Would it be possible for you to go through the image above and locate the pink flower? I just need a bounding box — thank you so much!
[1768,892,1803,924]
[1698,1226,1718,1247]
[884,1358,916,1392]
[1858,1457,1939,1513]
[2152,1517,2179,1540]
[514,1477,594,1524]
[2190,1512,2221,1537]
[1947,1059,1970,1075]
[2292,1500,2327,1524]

········

Write out the records again, exactly as given.

Would it be possible for you to go through the image above and locate the pink flower? I just need a bounding box — thank you so much!
[1768,892,1803,924]
[1698,1226,1718,1247]
[884,1358,916,1392]
[1858,1457,1939,1513]
[2152,1517,2179,1540]
[514,1477,594,1524]
[2190,1512,2221,1537]
[1947,1059,1970,1075]
[2292,1500,2327,1524]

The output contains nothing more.